### INSTRUCTIONS FOR THE TASK
Quote, word for word, the stretch of the Oracle-to-Kafka migration text from "Prerequisites" through "0.10.1.0 to 2.7.0.".

───── SOURCE EXCERPT

You can use Data Transmission Service (DTS) to migrate data from a self-managed Oracle database to a Message Queue for Apache Kafka instance or a self-managed Kafka cluster. The data migration feature allows you to extend message processing capabilities. This topic describes how to migrate data from a self-managed Oracle database to a Message Queue for Apache Kafka instance.

Prerequisites

  • The version of the self-managed Oracle database is 9i, 10g, 11g, 12c, 18c, or 19c.
  • Supplemental logging, including SUPPLEMENTAL_LOG_DATA_PK and SUPPLEMENTAL_LOG_DATA_UI, is enabled for the self-managed Oracle database. For more information, see Supplemental Logging.
  • The self-managed Oracle database is running in ARCHIVELOG mode. Archived log files are accessible and a suitable retention period is set for archived log files. For more information, see Managing Archived Redo Log Files.
  • The network environment is deployed for the source Oracle database. For more information, see Preparation overview.
  • The tables to be migrated from the self-managed Oracle database contain primary keys or UNIQUE NOT NULL indexes.
  • The version of the Message Queue for Apache Kafka instance is 0.10.1.0 to 2.x. The version of the self-managed Kafka cluster is 0.10.1.0 to 2.7.0.
  • The available storage space of the destination Message Queue for Apache Kafka instance is larger than the total size of the data in the self-managed Oracle database.
  • In the destination Message Queue for Apache Kafka instance, a topic is created to receive the migrated data. For more information, see Create a topic.

──────────
───── INFORMATION SHOWN

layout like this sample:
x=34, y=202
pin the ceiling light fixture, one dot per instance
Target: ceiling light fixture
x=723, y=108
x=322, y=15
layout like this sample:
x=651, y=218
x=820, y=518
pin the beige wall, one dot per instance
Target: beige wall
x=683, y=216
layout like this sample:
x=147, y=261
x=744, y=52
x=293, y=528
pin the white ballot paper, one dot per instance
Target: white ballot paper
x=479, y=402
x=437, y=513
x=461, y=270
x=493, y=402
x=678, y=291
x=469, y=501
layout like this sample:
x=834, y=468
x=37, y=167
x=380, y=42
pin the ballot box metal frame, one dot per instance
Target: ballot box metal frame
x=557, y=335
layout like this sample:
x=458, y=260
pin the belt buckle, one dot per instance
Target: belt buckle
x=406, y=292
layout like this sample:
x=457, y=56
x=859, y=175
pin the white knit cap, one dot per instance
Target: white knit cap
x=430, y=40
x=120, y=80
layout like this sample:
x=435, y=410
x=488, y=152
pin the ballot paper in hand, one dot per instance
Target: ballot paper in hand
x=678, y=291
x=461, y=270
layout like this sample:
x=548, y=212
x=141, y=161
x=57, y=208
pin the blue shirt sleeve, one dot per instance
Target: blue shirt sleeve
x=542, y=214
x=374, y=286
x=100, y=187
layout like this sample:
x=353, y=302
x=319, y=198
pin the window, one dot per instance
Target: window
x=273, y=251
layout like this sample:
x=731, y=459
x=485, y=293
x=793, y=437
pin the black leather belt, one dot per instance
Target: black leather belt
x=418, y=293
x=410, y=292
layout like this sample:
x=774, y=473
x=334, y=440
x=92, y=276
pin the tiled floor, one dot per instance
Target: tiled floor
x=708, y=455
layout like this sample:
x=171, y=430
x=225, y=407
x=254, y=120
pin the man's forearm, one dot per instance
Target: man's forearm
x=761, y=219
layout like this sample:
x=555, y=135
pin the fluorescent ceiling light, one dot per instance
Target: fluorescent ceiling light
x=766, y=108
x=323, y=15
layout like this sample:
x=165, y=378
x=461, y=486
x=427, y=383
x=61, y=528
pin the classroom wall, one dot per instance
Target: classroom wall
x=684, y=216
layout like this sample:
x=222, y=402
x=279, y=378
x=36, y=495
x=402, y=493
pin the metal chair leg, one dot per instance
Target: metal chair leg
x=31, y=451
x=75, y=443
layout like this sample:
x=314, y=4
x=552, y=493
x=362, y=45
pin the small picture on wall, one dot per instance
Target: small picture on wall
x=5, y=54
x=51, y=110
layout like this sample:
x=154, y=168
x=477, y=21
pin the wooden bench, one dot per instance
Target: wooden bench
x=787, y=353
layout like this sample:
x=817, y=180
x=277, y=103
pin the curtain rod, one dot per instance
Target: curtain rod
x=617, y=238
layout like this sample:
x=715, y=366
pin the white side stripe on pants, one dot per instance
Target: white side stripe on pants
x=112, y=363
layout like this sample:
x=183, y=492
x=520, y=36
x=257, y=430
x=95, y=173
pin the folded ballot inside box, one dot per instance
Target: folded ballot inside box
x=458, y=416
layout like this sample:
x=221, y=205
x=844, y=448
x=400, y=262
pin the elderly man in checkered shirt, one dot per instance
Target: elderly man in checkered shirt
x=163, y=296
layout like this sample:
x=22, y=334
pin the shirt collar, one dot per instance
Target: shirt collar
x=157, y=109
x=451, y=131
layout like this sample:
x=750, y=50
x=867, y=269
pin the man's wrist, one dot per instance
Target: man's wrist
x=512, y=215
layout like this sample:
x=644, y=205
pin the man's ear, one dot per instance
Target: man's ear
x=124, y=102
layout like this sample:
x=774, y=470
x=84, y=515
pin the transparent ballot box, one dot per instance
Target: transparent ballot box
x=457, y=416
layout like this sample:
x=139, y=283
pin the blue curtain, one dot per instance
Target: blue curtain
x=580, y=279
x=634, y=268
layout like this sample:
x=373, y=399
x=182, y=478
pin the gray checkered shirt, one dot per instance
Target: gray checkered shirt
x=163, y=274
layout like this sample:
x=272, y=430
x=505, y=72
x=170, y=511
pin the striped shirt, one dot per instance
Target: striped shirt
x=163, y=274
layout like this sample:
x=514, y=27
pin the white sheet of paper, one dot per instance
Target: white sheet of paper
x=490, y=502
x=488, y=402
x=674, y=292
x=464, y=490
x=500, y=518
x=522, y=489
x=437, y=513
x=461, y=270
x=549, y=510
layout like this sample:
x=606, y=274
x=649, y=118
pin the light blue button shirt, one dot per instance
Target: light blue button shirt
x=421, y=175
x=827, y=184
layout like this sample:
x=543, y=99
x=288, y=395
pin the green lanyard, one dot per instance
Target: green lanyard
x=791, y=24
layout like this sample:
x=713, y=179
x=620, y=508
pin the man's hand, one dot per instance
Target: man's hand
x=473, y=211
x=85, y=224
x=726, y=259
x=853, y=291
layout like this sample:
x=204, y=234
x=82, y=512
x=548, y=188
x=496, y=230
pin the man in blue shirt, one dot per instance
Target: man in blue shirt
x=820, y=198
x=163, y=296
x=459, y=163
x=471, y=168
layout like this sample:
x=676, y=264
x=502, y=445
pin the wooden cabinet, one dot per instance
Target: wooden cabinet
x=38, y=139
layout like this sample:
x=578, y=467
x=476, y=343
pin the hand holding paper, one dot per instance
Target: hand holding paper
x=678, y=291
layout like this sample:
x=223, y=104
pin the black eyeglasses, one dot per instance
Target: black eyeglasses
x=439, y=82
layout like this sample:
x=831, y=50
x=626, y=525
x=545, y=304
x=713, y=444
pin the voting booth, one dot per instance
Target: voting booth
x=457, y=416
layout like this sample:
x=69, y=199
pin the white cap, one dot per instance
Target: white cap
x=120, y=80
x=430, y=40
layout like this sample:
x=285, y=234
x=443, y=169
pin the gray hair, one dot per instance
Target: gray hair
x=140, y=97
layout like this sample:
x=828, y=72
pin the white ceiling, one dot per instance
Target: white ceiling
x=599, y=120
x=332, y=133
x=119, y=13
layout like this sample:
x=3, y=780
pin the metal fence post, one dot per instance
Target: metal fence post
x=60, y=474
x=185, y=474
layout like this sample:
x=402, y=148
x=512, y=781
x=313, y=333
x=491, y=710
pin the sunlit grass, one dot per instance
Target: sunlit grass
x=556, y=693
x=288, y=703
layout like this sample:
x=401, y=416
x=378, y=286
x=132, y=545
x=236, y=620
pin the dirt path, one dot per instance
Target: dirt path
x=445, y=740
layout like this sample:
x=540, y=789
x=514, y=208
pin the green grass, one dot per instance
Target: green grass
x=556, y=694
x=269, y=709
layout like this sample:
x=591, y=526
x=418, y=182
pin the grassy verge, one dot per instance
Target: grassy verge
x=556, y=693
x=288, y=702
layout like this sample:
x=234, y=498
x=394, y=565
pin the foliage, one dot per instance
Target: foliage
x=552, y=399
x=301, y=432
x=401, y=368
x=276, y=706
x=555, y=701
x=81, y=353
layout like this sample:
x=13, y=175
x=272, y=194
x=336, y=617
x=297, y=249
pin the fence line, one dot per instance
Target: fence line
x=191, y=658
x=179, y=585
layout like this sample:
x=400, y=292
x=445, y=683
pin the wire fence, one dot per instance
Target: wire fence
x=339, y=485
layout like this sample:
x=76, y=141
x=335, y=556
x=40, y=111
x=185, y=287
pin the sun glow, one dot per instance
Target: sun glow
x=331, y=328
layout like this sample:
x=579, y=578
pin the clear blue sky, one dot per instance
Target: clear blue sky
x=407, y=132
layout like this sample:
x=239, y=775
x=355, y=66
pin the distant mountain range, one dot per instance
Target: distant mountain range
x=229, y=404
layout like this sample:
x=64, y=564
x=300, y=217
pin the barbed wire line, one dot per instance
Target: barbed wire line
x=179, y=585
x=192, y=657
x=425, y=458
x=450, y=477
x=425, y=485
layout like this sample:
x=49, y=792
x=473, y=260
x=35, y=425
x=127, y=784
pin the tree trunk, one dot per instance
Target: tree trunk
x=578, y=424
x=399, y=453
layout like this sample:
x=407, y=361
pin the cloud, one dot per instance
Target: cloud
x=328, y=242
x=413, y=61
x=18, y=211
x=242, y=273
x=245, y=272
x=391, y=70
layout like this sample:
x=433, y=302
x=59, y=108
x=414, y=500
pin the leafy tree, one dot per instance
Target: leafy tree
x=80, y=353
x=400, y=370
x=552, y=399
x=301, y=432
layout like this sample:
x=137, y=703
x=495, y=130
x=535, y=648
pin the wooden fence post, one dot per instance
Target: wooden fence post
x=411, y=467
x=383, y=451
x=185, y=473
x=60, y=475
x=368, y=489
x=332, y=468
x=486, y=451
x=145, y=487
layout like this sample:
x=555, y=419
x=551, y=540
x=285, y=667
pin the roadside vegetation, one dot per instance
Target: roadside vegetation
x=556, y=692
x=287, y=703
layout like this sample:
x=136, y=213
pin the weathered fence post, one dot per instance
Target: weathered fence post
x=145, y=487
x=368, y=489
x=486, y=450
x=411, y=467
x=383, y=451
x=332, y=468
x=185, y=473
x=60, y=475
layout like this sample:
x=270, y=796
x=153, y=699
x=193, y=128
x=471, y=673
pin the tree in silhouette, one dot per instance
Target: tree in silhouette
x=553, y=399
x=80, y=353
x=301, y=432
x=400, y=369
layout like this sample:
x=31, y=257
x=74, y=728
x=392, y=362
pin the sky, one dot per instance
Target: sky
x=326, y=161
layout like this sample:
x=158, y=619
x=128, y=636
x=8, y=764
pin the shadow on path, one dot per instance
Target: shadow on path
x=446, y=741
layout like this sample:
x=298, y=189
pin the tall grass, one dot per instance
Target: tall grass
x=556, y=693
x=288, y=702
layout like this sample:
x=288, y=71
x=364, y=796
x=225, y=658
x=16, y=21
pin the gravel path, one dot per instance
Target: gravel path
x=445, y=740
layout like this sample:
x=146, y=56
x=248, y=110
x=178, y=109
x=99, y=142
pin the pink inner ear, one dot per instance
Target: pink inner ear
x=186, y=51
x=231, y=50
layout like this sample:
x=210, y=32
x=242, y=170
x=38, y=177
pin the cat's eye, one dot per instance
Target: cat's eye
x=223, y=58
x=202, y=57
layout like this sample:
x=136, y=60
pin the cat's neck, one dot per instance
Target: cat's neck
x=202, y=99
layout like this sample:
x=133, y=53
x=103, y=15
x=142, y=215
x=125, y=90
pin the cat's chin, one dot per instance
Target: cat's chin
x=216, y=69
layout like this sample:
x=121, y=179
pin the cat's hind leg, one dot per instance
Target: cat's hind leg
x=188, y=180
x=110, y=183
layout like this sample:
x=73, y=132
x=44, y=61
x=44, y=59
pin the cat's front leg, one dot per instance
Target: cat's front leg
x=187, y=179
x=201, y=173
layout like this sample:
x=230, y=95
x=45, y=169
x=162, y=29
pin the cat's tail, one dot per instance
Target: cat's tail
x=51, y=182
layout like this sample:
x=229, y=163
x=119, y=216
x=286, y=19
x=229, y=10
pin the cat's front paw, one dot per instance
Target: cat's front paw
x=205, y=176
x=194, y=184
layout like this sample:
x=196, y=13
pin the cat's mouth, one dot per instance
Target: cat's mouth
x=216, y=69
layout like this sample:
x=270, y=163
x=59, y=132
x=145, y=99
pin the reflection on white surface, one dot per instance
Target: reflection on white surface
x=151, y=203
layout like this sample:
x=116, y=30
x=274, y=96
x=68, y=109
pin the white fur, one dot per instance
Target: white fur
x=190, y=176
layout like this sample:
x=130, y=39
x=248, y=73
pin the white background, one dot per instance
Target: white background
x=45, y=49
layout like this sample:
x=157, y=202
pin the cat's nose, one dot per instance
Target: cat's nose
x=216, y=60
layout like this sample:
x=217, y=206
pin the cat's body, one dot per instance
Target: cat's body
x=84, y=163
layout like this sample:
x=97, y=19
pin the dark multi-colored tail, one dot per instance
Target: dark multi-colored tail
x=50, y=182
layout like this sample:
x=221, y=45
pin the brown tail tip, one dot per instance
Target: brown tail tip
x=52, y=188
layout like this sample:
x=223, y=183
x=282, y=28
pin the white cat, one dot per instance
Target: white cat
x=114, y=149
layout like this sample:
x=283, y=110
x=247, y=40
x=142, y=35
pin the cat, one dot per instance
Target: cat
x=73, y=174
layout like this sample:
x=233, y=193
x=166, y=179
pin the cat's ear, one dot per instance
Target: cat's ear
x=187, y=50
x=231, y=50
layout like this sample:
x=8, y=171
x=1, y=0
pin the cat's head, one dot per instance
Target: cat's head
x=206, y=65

──────────

### EXERCISE RESPONSE
Prerequisites

  • The version of the self-managed Oracle database is 9i, 10g, 11g, 12c, 18c, or 19c.
  • Supplemental logging, including SUPPLEMENTAL_LOG_DATA_PK and SUPPLEMENTAL_LOG_DATA_UI, is enabled for the self-managed Oracle database. For more information, see Supplemental Logging.
  • The self-managed Oracle database is running in ARCHIVELOG mode. Archived log files are accessible and a suitable retention period is set for archived log files. For more information, see Managing Archived Redo Log Files.
  • The network environment is deployed for the source Oracle database. For more information, see Preparation overview.
  • The tables to be migrated from the self-managed Oracle database contain primary keys or UNIQUE NOT NULL indexes.
  • The version of the Message Queue for Apache Kafka instance is 0.10.1.0 to 2.x. The version of the self-managed Kafka cluster is 0.10.1.0 to 2.7.0.